---- Provided information

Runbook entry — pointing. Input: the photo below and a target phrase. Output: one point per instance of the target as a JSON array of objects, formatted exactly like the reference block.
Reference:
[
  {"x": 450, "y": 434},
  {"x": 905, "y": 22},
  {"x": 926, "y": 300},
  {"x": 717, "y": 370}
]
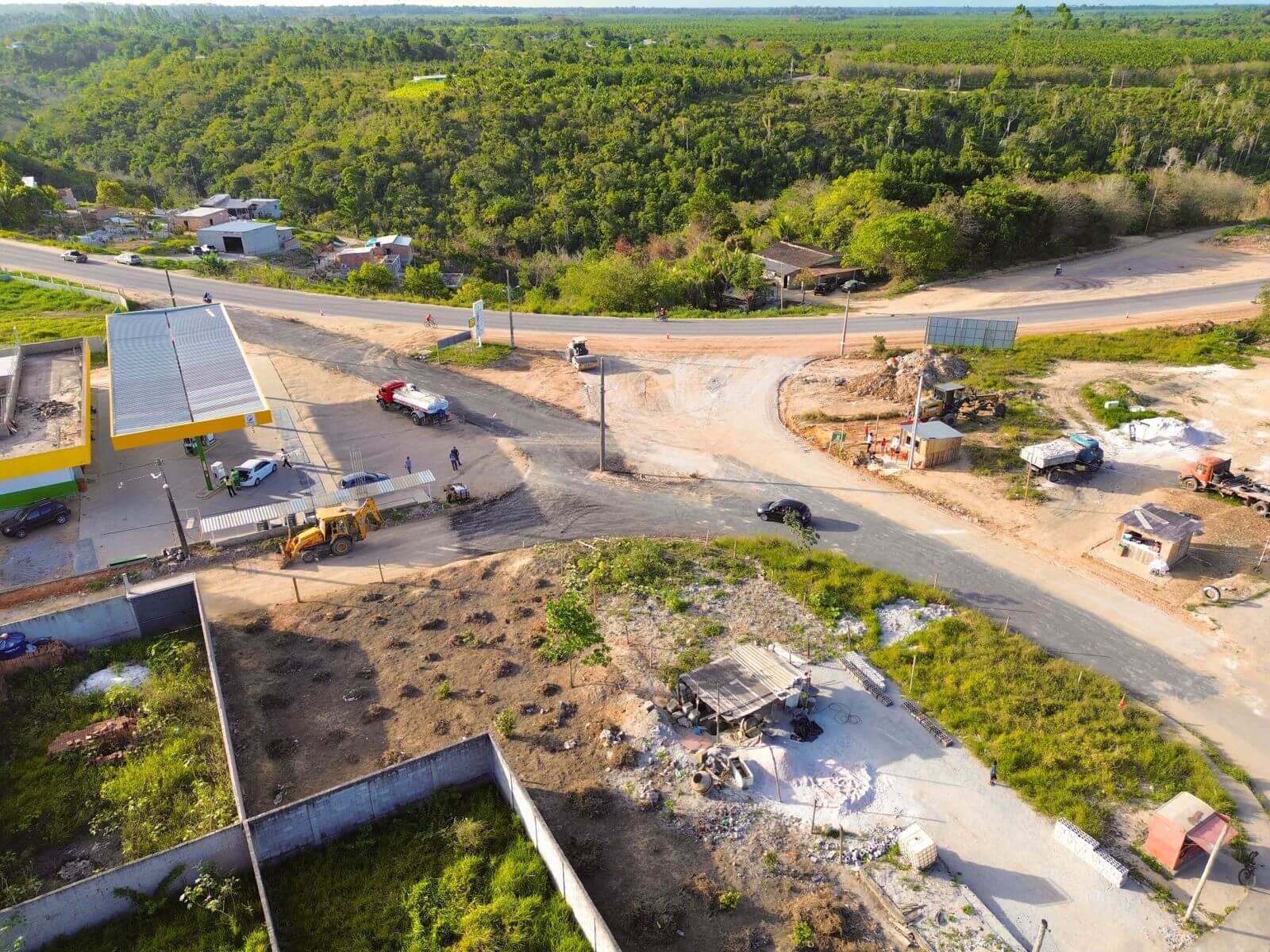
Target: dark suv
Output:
[
  {"x": 775, "y": 512},
  {"x": 35, "y": 516}
]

--------

** Exercise requirements **
Write out every item above verbatim, leaving out the pictures.

** Solution below **
Runbook entry — pointing. Input: the photo below and a target phrase. Output: one point per instance of the target as a JSON array of objects, formatted exactly like the reference block.
Reference:
[
  {"x": 450, "y": 434},
  {"x": 905, "y": 22},
  {"x": 926, "y": 300},
  {"x": 717, "y": 370}
]
Target: dark suv
Output:
[
  {"x": 775, "y": 512},
  {"x": 35, "y": 516}
]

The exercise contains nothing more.